▶ [GOAL]: Copy only the stretch of the listing below from the line containing "In this exercise you will indicate the man's ear" through the line containing "x=175, y=97", changing "indicate" to "mark" and leaving everything else as it is.
#### STORED DATA ####
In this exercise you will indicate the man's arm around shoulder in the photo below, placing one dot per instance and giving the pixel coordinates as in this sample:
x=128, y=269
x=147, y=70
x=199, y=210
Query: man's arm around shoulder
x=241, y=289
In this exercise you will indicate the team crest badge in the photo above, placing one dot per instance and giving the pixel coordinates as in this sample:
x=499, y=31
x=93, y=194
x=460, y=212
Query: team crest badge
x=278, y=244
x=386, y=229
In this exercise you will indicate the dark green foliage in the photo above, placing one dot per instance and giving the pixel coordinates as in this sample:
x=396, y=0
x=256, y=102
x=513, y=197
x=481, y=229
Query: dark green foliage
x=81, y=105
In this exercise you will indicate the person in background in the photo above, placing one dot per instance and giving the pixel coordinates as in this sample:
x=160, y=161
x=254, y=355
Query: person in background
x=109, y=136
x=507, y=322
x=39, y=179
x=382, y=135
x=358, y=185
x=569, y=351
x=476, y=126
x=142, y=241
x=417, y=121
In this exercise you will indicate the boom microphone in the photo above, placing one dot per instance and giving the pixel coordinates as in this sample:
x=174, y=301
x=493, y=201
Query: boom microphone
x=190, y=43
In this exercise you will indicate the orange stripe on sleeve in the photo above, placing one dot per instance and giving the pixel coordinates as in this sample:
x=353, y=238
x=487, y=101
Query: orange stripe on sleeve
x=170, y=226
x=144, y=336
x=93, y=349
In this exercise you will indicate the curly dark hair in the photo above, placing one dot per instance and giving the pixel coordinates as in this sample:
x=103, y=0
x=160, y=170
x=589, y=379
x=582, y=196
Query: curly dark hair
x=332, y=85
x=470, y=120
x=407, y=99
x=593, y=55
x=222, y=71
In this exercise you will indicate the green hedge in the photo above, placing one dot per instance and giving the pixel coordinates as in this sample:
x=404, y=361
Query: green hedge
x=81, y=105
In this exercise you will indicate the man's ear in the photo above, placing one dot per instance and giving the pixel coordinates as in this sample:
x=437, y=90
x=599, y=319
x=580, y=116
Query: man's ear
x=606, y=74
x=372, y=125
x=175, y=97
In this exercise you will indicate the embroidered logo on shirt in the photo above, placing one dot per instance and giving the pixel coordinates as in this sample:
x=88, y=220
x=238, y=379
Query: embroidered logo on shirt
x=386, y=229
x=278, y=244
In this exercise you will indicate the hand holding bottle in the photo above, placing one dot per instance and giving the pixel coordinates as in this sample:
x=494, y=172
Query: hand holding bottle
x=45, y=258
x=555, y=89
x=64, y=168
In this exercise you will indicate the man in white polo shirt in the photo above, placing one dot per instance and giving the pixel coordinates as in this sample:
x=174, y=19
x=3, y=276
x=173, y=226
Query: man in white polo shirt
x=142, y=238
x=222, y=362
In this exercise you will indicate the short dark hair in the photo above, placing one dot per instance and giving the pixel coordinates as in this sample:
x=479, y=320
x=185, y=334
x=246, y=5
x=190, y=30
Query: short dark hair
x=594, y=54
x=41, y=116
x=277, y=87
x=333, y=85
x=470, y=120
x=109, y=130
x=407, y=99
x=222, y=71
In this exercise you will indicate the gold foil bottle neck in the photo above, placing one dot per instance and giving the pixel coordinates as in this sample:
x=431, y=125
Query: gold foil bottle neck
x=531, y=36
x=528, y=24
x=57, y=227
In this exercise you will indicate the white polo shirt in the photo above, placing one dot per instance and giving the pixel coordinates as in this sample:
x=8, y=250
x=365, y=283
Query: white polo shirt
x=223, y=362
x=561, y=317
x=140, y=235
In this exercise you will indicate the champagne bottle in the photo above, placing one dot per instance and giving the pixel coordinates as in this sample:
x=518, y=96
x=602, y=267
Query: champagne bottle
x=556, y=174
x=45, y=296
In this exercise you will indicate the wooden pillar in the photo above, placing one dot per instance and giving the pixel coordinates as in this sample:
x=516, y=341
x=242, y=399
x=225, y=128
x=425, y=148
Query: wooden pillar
####
▶ [RESULT]:
In this exercise you will mark the man's ear in the photo above, placing one dot per instance and giving the pixel coordinates as in this sample:
x=437, y=90
x=599, y=319
x=580, y=116
Query: man's ear
x=606, y=74
x=372, y=125
x=175, y=97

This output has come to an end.